### Aim of the task
Lay out the lines of the listing below, from the line containing "Q. Point out the grey fleece" through the line containing "pixel 62 352", both included, as a Markdown table with the columns Line Number and Line Text. Omit any blank lines.

Saved data entries
=-=-=-=-=
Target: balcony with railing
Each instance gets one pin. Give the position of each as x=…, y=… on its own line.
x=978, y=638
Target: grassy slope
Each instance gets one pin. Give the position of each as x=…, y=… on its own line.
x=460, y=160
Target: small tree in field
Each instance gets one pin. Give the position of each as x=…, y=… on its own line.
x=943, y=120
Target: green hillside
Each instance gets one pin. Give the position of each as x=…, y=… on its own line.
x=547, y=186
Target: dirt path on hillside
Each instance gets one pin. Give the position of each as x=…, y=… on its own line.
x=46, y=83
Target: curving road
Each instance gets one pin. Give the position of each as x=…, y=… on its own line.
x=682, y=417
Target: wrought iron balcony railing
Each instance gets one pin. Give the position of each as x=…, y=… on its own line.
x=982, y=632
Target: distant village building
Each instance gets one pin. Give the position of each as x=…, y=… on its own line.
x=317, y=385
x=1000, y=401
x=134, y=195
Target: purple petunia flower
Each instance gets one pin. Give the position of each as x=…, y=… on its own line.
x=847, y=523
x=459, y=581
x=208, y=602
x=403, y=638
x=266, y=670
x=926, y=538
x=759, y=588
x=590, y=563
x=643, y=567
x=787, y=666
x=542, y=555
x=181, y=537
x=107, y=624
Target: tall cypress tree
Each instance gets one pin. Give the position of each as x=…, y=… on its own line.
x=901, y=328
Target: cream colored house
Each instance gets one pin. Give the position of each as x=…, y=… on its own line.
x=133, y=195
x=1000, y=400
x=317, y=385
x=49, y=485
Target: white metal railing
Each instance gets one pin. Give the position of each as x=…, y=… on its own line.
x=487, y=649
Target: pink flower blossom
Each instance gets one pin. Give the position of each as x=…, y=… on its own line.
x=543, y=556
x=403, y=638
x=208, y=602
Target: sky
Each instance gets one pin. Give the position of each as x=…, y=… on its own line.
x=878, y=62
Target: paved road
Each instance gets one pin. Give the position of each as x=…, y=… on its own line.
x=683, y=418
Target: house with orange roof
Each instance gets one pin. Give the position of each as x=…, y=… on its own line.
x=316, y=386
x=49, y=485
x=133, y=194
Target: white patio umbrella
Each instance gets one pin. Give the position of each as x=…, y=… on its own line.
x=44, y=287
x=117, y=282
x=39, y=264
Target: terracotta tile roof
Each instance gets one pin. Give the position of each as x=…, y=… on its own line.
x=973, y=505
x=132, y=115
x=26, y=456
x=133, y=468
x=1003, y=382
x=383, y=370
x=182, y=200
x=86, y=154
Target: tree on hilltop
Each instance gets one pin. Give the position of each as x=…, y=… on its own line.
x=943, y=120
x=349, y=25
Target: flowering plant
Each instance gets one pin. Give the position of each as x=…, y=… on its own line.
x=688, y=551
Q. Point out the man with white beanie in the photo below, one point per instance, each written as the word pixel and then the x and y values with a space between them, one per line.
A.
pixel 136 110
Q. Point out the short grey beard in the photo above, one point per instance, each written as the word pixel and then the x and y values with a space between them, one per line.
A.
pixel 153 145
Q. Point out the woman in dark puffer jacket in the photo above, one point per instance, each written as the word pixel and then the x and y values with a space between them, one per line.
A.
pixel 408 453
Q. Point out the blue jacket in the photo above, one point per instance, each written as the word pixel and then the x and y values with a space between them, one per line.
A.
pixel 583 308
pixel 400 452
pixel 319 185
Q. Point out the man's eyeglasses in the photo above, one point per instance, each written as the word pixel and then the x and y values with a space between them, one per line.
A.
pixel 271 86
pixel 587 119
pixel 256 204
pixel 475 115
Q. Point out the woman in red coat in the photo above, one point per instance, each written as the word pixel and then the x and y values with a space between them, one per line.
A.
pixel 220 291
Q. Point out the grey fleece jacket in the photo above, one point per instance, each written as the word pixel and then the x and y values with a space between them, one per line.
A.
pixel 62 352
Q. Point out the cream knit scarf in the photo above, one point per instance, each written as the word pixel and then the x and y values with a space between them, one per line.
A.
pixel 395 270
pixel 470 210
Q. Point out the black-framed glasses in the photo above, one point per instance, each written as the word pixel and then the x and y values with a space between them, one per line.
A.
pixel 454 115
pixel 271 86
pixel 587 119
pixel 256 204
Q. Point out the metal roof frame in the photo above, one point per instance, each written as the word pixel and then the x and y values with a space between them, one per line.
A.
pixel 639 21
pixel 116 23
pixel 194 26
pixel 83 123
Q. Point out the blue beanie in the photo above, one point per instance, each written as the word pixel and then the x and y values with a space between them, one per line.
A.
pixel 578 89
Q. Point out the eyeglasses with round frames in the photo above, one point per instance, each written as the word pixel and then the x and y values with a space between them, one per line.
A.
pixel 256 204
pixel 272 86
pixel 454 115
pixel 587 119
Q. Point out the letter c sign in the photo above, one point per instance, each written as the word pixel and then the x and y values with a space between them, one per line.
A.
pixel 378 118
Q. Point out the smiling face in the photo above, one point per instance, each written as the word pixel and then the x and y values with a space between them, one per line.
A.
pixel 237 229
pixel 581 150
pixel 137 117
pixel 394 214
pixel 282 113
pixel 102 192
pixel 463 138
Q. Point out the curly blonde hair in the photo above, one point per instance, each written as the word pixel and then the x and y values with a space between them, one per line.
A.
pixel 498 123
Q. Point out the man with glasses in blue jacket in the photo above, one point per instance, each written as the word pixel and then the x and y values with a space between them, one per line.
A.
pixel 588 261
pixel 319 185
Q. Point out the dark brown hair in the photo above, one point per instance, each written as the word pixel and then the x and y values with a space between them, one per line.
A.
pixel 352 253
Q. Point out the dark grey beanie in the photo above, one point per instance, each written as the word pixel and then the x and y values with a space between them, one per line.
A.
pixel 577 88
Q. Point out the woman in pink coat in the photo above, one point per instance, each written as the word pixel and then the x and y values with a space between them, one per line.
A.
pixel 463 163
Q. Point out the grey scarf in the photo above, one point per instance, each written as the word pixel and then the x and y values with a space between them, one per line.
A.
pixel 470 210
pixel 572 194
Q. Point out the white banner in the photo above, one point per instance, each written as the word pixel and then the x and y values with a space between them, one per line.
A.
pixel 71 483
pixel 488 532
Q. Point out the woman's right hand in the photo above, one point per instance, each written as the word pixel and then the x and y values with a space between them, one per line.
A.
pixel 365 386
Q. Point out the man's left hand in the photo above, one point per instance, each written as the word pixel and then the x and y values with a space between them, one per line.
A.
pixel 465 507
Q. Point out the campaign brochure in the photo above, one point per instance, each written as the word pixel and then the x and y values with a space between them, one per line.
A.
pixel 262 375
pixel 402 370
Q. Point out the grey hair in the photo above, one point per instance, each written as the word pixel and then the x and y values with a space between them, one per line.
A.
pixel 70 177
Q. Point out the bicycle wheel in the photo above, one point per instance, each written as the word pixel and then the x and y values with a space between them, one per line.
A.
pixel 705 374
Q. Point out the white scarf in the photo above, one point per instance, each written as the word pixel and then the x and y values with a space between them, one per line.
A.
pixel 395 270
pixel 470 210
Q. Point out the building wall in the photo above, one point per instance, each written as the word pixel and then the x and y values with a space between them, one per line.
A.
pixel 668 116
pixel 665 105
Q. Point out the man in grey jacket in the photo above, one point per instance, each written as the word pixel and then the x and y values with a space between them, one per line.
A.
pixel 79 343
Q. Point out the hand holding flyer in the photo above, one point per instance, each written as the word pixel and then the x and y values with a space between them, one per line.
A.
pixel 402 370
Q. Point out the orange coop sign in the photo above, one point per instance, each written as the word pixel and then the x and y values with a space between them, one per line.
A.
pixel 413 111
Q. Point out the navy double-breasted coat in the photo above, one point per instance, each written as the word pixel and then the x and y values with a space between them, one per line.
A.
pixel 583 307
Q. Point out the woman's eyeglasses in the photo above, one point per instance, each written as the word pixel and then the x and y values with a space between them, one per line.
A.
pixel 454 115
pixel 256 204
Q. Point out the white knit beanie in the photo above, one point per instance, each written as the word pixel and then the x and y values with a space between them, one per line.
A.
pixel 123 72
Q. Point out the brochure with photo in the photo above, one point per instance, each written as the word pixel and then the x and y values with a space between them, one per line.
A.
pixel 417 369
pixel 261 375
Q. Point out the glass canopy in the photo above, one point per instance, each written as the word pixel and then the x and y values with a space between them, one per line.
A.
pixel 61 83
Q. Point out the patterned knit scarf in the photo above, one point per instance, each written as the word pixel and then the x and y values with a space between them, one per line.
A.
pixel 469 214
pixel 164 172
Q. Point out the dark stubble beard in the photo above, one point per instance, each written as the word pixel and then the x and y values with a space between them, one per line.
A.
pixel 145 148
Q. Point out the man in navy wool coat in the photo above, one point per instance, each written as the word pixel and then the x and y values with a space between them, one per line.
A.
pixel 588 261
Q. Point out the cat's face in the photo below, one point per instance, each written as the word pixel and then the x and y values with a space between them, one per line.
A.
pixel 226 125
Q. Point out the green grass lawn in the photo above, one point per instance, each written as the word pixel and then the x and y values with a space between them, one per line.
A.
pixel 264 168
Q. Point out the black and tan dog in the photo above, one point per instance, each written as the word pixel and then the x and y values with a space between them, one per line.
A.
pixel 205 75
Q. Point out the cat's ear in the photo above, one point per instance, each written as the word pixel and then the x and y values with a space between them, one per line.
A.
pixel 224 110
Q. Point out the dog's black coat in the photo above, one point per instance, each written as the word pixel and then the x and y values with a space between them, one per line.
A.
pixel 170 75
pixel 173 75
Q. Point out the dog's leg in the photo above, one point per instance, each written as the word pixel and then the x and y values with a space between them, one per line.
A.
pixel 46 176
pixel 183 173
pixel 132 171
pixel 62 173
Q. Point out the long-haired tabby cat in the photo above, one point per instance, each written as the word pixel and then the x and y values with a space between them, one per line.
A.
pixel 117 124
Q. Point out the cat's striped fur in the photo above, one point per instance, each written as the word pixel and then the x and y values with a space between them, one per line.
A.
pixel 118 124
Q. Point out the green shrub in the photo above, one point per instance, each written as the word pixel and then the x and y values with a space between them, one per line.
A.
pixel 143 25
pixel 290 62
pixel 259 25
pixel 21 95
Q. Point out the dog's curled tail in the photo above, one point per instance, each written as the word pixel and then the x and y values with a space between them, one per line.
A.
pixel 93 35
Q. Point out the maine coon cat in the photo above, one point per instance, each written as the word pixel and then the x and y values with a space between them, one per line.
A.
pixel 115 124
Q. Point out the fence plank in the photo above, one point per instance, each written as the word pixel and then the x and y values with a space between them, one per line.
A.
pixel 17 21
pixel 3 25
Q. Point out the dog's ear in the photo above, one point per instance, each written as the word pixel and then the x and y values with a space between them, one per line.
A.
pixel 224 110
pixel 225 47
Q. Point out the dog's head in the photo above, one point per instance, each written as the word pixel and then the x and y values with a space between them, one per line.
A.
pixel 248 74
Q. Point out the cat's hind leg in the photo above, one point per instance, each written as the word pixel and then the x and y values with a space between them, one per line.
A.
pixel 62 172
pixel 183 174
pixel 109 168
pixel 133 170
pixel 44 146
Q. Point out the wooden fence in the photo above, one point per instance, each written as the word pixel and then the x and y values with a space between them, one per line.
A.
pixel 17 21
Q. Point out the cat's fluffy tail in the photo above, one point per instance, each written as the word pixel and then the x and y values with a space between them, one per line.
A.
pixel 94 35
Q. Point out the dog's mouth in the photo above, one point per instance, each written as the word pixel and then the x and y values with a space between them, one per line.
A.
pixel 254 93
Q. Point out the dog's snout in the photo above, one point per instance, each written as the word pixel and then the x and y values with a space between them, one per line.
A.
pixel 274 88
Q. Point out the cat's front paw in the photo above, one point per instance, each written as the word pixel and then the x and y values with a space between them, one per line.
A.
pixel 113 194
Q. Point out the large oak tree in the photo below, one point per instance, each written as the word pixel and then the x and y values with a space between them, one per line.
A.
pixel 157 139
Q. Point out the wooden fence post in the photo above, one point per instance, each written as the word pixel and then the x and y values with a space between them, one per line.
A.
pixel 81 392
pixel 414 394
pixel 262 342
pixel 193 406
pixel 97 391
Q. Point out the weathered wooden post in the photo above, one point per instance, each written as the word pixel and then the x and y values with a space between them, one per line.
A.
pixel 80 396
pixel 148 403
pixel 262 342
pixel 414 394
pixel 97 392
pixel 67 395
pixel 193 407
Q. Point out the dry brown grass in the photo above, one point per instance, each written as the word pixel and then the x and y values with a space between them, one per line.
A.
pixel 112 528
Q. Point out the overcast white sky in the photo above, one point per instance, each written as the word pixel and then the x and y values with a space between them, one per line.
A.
=-=-=-=-=
### Reply
| Line Number | Line Text |
|---|---|
| 1 | Q. Point out the grey fleece jacket in the photo above, one point per instance, each written as the word pixel and then the x and y values with a space between them, one per line. |
| 2 | A. |
| 3 | pixel 62 352 |